INFORMATION SHOWN below:
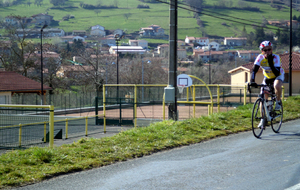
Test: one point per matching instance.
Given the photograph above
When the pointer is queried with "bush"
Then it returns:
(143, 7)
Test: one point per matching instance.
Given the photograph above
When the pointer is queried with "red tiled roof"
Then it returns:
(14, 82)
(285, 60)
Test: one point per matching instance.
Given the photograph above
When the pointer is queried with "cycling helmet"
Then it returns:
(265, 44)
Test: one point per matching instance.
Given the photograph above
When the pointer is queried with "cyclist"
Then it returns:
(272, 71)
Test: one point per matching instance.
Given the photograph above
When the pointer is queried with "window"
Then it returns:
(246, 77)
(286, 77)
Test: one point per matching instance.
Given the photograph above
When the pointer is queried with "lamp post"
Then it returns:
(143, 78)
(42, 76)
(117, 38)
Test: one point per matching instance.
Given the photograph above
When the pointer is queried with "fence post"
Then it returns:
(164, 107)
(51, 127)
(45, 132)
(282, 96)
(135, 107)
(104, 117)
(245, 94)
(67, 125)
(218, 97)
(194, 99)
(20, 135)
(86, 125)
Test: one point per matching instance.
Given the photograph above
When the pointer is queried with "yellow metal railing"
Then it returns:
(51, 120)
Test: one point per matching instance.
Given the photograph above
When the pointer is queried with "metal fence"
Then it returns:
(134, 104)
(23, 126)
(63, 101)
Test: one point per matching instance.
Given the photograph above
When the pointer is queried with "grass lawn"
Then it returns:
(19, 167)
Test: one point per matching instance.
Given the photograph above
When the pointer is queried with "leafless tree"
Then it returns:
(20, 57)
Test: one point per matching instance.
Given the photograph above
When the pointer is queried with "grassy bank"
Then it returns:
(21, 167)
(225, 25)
End of INFORMATION SHOWN.
PROBLEM REQUIREMENTS –
Your answer must consist of every line in the listing that contains "pointer".

ANSWER BOX –
When the pointer is queried with "bush"
When the pointer is queried with "red tiled roof"
When the pointer is queried with "cycling helmet"
When the pointer is queried with "cyclist"
When the pointer is queried with "window"
When the pointer is queried with "lamp post"
When the pointer is queried with "fence post"
When the pointer is queried with "yellow metal railing"
When the pointer is queried with "metal fence"
When the pointer is queried with "grass lawn"
When the pointer is queried with "leafless tree"
When the pointer is queried with "grassy bank"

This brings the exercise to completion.